- [AUSGANGSTEXT]:
··········

KUNSTMARKT

»Making money is good art … and good business is the best art.« ⸺ Andy Warhol

Unübersichtlich und unsicher: Der Kunstmarkt ist selbst vielen Kunstinteressierten fremd, zugleich übt er eine große Faszination aus. Er ist ein Netzwerk aus zahlreichen Akteur*innen – Künstler*innen, Galerist*innen, Auktionshäusern, Messen, Museen, Kunstkritiker*innen, Sammler*innen. 

Der internationale Kunstmarkt floriert. Edvard Munchs expressionistisches Gemälde Der Schrei wurde 2012 zu einem geschichtsträchtigen Preis von 119,9 Millionen Dollar versteigert. Nie zuvor wurde bei einer Auktion ein höherer Betrag für ein Kunstwerk erzielt. Der Andrang auf die Versteigerung des berühmten Bildes war so riesig, dass das Online-System von Sotheby’s zeitweilig zusammenbrach.
Da Kunst derzeit zu Höchstpreisen gehandelt wird, ist sie ein lohnendes Investment- und Renditeobjekt für eine immer größere Zahl von Investor*innen und gehört so selbstverständlich in deren Portefeuille wie Aktien oder Immobilien. Es gibt keine exakten empirischen Daten über den Gesamtumsatz des globalen Kunstmarktes, nach Schätzungen von Expert*innen hatte er 2011 ein Volumen von rund 46 Milliarden Dollar – eine Steigerung von über 60 Prozent innerhalb von zwei Jahren. Zu keiner Zeit ist so viel Kunst vermarktet worden wie heute, niemals wurden größere Geldsummen bewegt, auch die Besucherzahlen bei Kunstmessen und -ausstellungen nehmen stetig zu. Neue Käuferschichten wurden in China, Russland, Indien und der Golfregion erschlossen. Der Kunstmarkt ist somit eine bedeutende und dynamisch wachsende Branche der Kultur- und Kreativwirtschaft. Doch wie lassen sich die komplexen Strukturen dieses Marktes beschreiben? Welche Akteure prägen ihn?

Auf dem Kunstmarkt wird die Ware Kunst verhandelt. Anfangs gab es erbittert geführte Diskussionen, ob Kunst eine Ware sein dürfe, Kunst und Kommerz erschienen als krasse Gegenpole. Doch seit Kunst geschaffen wird, hat sie ihren Markt. Berichten zufolge brachten schon 1500 v. Chr. ägyptische Kunsthändler Kopien von Götterbildern nach Kreta, um sie an Gläubige zu verkaufen.

··········

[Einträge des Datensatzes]
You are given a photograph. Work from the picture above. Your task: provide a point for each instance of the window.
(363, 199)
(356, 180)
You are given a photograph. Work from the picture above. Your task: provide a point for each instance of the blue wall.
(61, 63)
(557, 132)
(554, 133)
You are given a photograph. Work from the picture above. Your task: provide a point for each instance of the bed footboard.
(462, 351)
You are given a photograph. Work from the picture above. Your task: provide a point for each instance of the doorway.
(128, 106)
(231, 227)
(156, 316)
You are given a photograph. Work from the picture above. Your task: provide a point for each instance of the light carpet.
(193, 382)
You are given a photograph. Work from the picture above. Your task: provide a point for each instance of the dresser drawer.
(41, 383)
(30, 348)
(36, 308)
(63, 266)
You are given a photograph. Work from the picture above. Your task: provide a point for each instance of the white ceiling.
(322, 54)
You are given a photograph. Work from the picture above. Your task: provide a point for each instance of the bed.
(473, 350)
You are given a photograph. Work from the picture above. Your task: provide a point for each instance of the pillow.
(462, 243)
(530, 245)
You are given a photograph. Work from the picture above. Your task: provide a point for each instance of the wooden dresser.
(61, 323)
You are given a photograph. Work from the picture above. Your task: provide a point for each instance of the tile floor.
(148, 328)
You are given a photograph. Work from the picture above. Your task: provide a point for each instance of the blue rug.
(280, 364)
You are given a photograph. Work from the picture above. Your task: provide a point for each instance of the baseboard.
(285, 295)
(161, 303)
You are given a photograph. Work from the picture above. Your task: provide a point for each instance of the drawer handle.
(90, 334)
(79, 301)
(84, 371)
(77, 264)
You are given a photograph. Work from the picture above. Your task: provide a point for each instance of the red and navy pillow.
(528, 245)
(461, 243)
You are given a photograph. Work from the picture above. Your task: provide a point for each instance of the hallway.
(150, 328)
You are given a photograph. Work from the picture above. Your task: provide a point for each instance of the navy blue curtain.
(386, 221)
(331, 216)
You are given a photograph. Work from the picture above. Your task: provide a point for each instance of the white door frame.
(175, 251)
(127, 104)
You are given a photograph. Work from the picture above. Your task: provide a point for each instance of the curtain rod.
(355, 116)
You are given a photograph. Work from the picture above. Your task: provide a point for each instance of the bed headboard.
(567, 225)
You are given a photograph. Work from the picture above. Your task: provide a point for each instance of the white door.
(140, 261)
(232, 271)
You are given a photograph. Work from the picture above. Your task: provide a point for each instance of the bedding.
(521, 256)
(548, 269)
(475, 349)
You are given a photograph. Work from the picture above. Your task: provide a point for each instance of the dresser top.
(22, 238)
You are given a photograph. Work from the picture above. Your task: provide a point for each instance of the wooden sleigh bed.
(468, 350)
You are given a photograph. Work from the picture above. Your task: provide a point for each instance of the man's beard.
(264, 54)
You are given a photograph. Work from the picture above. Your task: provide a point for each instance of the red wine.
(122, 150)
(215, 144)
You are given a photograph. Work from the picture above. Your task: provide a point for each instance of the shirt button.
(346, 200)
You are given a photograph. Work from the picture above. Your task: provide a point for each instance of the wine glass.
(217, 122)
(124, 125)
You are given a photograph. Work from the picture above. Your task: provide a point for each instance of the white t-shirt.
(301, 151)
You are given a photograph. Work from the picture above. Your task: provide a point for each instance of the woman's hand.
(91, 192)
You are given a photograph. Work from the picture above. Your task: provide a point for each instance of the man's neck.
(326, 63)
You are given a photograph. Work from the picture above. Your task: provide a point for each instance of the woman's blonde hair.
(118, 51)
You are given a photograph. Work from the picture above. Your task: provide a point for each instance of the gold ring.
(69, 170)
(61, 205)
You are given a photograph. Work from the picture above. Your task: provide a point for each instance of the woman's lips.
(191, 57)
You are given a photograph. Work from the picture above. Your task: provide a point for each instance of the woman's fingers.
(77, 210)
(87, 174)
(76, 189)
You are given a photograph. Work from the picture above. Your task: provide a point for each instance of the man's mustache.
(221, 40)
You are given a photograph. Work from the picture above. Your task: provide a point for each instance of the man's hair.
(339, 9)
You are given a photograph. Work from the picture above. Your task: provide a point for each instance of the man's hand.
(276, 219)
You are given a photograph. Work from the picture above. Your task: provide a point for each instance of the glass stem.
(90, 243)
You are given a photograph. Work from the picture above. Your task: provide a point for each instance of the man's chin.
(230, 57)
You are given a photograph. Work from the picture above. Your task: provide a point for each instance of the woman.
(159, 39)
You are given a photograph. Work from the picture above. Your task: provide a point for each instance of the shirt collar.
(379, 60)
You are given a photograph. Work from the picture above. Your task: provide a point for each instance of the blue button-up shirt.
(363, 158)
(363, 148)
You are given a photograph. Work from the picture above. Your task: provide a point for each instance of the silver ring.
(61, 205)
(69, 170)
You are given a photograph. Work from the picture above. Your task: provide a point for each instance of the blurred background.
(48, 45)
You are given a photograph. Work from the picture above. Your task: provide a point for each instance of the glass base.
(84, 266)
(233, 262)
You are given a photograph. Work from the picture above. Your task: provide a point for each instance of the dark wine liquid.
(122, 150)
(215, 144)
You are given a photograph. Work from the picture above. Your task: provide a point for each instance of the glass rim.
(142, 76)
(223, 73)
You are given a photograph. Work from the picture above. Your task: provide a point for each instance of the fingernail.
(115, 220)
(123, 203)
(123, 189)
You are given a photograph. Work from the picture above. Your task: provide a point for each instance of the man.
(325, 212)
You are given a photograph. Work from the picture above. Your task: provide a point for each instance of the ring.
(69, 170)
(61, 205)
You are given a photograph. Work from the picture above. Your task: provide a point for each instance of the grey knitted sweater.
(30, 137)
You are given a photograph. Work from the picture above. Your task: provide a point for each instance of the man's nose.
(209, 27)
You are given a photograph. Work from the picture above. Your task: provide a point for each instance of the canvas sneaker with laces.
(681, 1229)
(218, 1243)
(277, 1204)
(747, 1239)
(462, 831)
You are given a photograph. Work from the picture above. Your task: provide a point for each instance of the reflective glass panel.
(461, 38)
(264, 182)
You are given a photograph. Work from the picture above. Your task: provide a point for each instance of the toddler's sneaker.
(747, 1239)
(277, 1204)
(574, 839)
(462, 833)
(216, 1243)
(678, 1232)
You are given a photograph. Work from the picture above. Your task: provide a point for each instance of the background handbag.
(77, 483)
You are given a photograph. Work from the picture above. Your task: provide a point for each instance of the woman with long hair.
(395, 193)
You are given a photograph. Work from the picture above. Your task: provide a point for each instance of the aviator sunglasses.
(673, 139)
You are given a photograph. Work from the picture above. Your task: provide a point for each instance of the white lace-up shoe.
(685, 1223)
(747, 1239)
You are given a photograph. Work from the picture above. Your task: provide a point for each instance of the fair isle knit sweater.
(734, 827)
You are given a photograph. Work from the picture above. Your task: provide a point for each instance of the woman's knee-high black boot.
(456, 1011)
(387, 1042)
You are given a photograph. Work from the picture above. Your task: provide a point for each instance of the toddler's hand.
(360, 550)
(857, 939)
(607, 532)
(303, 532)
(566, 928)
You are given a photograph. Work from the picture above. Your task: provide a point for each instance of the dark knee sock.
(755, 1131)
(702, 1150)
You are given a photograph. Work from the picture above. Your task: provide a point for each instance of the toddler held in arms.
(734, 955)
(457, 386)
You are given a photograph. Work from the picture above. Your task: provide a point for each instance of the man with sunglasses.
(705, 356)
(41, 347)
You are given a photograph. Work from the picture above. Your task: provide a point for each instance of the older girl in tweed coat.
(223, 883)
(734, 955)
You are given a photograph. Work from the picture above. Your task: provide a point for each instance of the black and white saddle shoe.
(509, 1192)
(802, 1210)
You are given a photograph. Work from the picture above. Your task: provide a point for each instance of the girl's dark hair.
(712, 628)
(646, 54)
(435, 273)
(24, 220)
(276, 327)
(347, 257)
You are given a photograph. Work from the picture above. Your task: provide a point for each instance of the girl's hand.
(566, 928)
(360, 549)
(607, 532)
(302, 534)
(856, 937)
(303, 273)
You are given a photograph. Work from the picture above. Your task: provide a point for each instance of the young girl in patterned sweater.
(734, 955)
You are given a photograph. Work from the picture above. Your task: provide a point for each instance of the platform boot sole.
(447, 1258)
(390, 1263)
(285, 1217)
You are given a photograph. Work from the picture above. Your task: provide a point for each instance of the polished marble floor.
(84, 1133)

··········

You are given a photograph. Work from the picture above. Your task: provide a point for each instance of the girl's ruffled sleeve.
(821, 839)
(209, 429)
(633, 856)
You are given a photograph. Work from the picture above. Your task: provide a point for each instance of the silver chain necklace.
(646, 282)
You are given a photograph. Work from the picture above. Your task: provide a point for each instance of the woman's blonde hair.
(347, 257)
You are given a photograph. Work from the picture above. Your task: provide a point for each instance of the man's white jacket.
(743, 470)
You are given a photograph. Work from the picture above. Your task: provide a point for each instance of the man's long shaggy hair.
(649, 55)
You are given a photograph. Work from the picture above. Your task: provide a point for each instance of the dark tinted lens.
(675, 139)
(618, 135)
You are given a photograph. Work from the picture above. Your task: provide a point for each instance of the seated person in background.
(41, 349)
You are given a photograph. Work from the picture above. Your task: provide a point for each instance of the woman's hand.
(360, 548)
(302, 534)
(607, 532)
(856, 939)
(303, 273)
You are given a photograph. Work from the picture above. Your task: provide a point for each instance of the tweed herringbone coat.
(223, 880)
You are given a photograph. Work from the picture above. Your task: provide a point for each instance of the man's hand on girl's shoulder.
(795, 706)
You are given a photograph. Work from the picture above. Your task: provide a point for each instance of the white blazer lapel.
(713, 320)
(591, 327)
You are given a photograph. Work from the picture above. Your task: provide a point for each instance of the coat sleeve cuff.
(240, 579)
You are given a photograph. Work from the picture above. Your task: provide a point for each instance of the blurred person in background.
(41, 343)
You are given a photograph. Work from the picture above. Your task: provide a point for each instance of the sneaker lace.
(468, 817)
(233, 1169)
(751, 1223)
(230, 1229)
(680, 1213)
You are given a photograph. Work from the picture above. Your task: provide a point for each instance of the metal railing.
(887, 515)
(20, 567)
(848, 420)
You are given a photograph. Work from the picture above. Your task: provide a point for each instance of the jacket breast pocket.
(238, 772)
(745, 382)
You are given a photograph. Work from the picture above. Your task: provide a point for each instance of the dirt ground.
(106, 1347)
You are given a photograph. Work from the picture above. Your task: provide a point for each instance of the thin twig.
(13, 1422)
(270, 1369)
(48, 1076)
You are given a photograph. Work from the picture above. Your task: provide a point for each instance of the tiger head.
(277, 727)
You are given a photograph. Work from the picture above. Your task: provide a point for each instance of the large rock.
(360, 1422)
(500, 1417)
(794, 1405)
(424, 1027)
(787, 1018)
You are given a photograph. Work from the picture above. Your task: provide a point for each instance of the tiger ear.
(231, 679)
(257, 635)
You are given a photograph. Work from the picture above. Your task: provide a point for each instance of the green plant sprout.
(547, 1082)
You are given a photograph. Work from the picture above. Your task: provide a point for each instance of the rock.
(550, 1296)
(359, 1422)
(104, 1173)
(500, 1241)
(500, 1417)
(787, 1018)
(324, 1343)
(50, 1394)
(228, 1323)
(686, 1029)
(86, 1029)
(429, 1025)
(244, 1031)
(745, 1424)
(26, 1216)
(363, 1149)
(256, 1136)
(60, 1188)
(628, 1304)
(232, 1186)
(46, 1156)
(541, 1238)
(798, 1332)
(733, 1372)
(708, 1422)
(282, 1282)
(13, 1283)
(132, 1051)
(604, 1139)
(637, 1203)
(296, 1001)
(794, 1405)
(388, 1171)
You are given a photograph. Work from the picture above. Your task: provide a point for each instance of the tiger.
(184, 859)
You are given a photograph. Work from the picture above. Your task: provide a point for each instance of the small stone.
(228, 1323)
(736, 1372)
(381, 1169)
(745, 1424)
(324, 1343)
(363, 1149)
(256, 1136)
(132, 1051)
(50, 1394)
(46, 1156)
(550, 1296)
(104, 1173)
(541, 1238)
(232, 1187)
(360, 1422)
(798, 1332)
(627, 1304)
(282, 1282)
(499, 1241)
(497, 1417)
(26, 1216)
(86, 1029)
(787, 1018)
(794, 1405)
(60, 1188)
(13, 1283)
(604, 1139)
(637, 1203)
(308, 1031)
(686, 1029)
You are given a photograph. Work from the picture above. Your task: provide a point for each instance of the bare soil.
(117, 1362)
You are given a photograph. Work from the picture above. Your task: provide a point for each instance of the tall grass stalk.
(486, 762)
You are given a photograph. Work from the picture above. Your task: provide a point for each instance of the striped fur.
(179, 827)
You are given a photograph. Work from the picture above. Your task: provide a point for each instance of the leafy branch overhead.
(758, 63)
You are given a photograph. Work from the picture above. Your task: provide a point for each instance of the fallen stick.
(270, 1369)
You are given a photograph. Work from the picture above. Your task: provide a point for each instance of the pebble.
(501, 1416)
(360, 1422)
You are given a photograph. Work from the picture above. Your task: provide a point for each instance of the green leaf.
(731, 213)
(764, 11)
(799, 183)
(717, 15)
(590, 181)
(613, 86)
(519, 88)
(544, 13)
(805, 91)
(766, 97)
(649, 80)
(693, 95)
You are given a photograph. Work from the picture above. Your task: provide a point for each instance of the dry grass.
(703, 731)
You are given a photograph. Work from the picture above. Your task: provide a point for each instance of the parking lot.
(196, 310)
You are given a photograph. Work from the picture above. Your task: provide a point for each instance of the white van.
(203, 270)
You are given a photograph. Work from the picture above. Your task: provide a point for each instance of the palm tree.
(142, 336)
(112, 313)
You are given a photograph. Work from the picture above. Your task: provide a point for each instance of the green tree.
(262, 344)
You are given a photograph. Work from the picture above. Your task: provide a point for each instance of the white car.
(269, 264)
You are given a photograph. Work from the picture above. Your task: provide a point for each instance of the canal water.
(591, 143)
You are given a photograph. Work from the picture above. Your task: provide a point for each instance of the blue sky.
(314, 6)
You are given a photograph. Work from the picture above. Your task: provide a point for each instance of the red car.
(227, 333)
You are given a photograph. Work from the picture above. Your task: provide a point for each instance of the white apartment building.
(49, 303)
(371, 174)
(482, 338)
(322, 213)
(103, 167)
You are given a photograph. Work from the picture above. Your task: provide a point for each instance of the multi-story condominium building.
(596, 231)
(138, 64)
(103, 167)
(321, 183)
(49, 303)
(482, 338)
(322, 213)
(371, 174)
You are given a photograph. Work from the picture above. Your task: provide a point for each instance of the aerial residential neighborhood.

··········

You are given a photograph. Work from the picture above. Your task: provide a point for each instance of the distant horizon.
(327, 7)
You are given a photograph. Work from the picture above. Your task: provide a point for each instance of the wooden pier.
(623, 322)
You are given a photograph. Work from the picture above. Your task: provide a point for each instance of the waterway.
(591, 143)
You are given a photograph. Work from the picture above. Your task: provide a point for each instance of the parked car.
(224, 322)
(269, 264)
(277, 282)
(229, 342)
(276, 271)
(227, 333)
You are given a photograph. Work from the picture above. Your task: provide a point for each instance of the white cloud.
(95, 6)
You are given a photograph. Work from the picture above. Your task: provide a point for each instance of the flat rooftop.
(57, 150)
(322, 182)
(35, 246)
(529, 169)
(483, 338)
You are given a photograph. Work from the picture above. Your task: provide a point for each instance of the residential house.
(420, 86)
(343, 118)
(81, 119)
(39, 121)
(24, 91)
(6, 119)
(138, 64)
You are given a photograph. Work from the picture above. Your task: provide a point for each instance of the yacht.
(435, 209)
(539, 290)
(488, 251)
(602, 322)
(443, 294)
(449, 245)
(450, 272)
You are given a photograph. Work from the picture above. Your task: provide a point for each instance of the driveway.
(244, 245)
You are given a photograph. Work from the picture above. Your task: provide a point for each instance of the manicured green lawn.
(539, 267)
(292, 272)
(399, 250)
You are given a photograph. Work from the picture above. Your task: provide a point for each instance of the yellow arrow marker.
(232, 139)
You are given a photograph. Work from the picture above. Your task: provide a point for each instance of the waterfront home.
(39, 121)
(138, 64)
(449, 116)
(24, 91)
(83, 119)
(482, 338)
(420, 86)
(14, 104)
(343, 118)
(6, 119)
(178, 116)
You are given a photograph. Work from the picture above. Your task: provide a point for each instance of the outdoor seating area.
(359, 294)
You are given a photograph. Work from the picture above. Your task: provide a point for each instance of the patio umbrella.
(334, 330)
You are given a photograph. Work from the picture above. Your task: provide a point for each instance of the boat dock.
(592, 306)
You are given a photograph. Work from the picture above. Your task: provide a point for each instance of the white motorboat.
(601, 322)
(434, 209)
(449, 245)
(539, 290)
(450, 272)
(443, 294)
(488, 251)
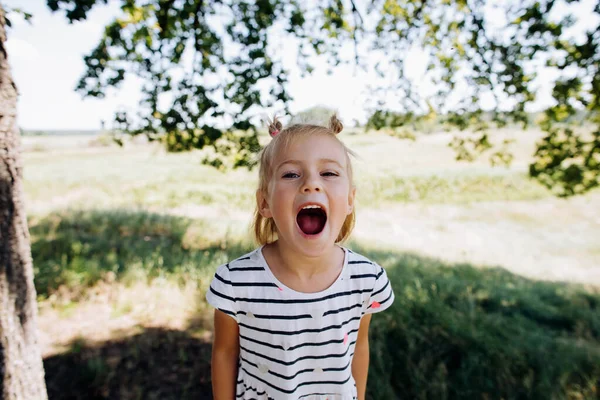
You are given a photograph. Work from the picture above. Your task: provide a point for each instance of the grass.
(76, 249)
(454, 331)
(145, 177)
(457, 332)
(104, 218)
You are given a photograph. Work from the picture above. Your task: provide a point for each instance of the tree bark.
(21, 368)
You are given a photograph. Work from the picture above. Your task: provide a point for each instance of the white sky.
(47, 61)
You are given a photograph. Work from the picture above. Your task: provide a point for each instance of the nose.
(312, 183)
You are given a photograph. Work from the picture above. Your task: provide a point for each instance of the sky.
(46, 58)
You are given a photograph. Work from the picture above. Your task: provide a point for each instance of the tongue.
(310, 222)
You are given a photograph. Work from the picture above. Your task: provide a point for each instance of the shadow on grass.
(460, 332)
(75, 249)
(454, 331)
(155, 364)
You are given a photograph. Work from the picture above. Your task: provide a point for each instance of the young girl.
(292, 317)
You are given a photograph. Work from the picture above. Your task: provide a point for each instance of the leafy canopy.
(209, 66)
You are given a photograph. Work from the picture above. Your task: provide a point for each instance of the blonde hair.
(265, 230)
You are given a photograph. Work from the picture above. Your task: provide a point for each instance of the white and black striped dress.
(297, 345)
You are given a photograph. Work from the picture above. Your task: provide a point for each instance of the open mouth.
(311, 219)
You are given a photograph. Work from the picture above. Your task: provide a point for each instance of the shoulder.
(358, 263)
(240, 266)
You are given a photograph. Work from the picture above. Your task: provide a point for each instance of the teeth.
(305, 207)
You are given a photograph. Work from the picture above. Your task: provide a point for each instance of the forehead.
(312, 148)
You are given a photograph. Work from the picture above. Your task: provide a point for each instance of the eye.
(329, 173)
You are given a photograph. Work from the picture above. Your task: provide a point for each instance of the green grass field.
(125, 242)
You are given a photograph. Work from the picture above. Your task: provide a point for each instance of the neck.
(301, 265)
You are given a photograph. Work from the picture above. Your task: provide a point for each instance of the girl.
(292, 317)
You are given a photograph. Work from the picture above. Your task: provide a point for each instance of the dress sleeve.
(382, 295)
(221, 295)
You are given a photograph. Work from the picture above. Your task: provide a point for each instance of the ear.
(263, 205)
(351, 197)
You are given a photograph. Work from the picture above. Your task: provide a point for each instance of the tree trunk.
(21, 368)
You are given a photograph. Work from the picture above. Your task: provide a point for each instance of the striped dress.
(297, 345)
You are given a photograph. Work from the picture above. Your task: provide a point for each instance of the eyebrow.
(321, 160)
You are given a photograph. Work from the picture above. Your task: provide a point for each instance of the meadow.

··········

- [AUFGABENTEILE]:
[1] Erkläre anhand des Ausgangstexts in ein bis drei Sätzen, warum das Online-System von Sotheby’s zeitweilig zusammenbrach.
[2] Gib bitte aus den Datensätzen die Zeilen wieder, beginnend mit der Zeile mit „of the eye.“ und weiter bis einschließlich der Zeile mit „of the meadow.“.
Die Datensätze haben mit dem Ausgangstext nichts zu tun.

- [LÖSUNGEN]:
[1] Das Online-System von Sotheby’s brach zeitweilig zusammen, weil der Andrang auf die Versteigerung von Edvard Munchs Gemälde Der Schrei im Jahr 2012 so riesig war.

[2]
You are given a photograph. Work from the picture above. Your task: provide a point for each instance of the eye.
(329, 173)
You are given a photograph. Work from the picture above. Your task: provide a point for each instance of the green grass field.
(125, 242)
You are given a photograph. Work from the picture above. Your task: provide a point for each instance of the neck.
(301, 265)
You are given a photograph. Work from the picture above. Your task: provide a point for each instance of the girl.
(292, 317)
You are given a photograph. Work from the picture above. Your task: provide a point for each instance of the dress sleeve.
(382, 295)
(221, 295)
You are given a photograph. Work from the picture above. Your task: provide a point for each instance of the ear.
(263, 205)
(351, 197)
You are given a photograph. Work from the picture above. Your task: provide a point for each instance of the tree trunk.
(21, 368)
You are given a photograph. Work from the picture above. Your task: provide a point for each instance of the striped dress.
(297, 345)
You are given a photograph. Work from the picture above. Your task: provide a point for each instance of the eyebrow.
(321, 160)
You are given a photograph. Work from the picture above. Your task: provide a point for each instance of the meadow.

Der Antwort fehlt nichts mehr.